Segment Start: Given passage

Risk factors for early postoperative complications and length of hospital stay in ileocecal resection and right hemicolectomy for Crohn's disease: a single-center experience

Christian Galata, Christel Weiss, Julia Hardt, Steffen Seyfried, Stefan Post, Peter Kienle, Karoline Horisberger
International Journal of Colorectal Disease 2018, 33 (7): 937-945

PURPOSE: To determine risk factors for early postoperative complications and longer hospital stay after ileocecal resection and right hemicolectomy in a single-center cohort of patients with Crohn's disease (CD).

METHODS: A retrospective analysis of the prospectively maintained surgical database for patients with CD at our institution was performed. All consecutive patients operated on between January 2010 and December 2016 were included.

RESULTS: A total of 305 patients were included. Median length of hospital stay was 7 days (interquartile range, IQR 6-10). Major postoperative complications were observed in 9.5% of patients (n = 29). Anastomotic leak was observed in five patients (1.8% of all patients with anastomosis). The rate of local septic complications was 4.3% (n = 13, anastomotic leak, postoperative abscess, and/or postoperative fistula). In multivariable analysis, independent risk factors for major postoperative complications were bowel perforation (odds ratio (OR) = 12.796, 95% CI = 1.144-143.178); elevated preoperative leucocyte levels (OR = 1.115, 95% CI = 1.013-1.228); and low levels of preoperative albumin (OR = 0.885, 95% CI = 0.827-0.948). The cutoff value for albumin was 32.5 g/L (sensitivity 75.9%, specificity 62.6%).

Segment End: Given passage
Segment Start: Extracted data

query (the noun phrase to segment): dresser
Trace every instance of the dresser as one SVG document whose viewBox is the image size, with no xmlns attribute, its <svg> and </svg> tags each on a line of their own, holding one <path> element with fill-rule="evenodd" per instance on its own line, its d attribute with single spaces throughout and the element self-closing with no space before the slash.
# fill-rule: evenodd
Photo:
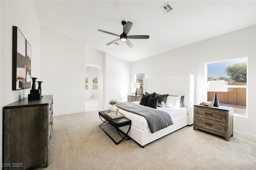
<svg viewBox="0 0 256 170">
<path fill-rule="evenodd" d="M 196 128 L 225 137 L 233 136 L 232 107 L 194 105 L 193 129 Z"/>
<path fill-rule="evenodd" d="M 28 98 L 3 109 L 4 170 L 48 166 L 53 119 L 52 95 Z"/>
<path fill-rule="evenodd" d="M 141 96 L 132 96 L 128 95 L 128 102 L 140 101 L 141 99 Z"/>
</svg>

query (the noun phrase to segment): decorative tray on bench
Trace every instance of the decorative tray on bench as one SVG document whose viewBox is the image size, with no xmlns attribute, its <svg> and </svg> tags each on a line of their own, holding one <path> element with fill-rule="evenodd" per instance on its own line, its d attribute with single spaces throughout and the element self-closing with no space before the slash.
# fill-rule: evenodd
<svg viewBox="0 0 256 170">
<path fill-rule="evenodd" d="M 116 112 L 112 112 L 110 111 L 105 111 L 105 115 L 111 119 L 116 119 L 124 117 L 124 114 L 121 112 L 120 112 L 120 114 L 118 113 L 117 115 L 116 115 Z"/>
</svg>

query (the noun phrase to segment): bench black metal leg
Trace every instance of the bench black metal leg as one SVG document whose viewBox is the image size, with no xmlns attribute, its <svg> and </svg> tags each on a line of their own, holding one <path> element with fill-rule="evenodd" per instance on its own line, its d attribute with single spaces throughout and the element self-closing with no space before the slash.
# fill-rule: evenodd
<svg viewBox="0 0 256 170">
<path fill-rule="evenodd" d="M 104 131 L 104 132 L 105 132 L 105 133 L 106 133 L 106 134 L 108 135 L 108 137 L 109 137 L 109 138 L 110 138 L 110 139 L 111 139 L 111 140 L 112 140 L 112 141 L 113 141 L 113 142 L 114 142 L 116 144 L 116 145 L 118 145 L 119 143 L 121 143 L 121 142 L 122 142 L 122 141 L 123 141 L 124 140 L 124 139 L 125 139 L 125 137 L 127 137 L 127 138 L 129 138 L 129 139 L 127 139 L 128 140 L 130 140 L 130 137 L 129 137 L 129 136 L 128 136 L 128 133 L 129 133 L 129 131 L 130 131 L 130 128 L 131 128 L 131 125 L 129 125 L 130 126 L 129 126 L 129 129 L 128 129 L 128 131 L 127 131 L 127 133 L 126 134 L 125 134 L 125 135 L 124 135 L 124 137 L 122 137 L 122 136 L 120 135 L 120 136 L 121 136 L 121 137 L 122 137 L 122 139 L 121 139 L 121 140 L 120 140 L 119 142 L 116 142 L 116 141 L 114 140 L 114 139 L 113 139 L 113 138 L 112 138 L 112 137 L 111 137 L 110 136 L 110 135 L 109 135 L 109 134 L 108 133 L 107 133 L 107 132 L 106 132 L 106 131 L 105 131 L 105 130 L 104 130 L 104 129 L 103 128 L 102 128 L 102 127 L 101 127 L 101 125 L 102 125 L 103 123 L 105 123 L 105 122 L 103 122 L 103 123 L 102 123 L 102 124 L 101 124 L 101 125 L 99 125 L 99 126 L 99 126 L 99 127 L 100 127 L 100 129 L 102 129 L 102 131 Z M 116 130 L 117 130 L 117 131 L 118 131 L 118 130 L 120 131 L 120 130 L 119 129 L 118 129 L 118 128 L 116 129 Z M 122 132 L 122 131 L 121 131 Z M 119 134 L 119 133 L 118 133 L 118 134 Z M 119 135 L 120 135 L 120 134 L 119 134 Z"/>
</svg>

Segment End: Extracted data

What you need to do:
1/ Copy out the Crohn's disease surgery abstract from "METHODS: A retrospective" to "2016 were included.".
2/ Go on with the abstract on surgery for Crohn's disease, starting right after its last sentence.

Results of the tasks:
1/
METHODS: A retrospective analysis of the prospectively maintained surgical database for patients with CD at our institution was performed. All consecutive patients operated on between January 2010 and December 2016 were included.

2/
CONCLUSIONS: In this large cohort of patients surgically treated for CD in a tertiary referral center, 9.5% of the patients developed major postoperative complications. Preoperative albumin levels > 32.5 g/L significantly reduce the risk for postoperative complications and shorten the length of hospital stay. In a multidisciplinary concept with adequate preoperative management, surgery can be performed with a low rate of major complications and a very low rate of anastomotic leakage.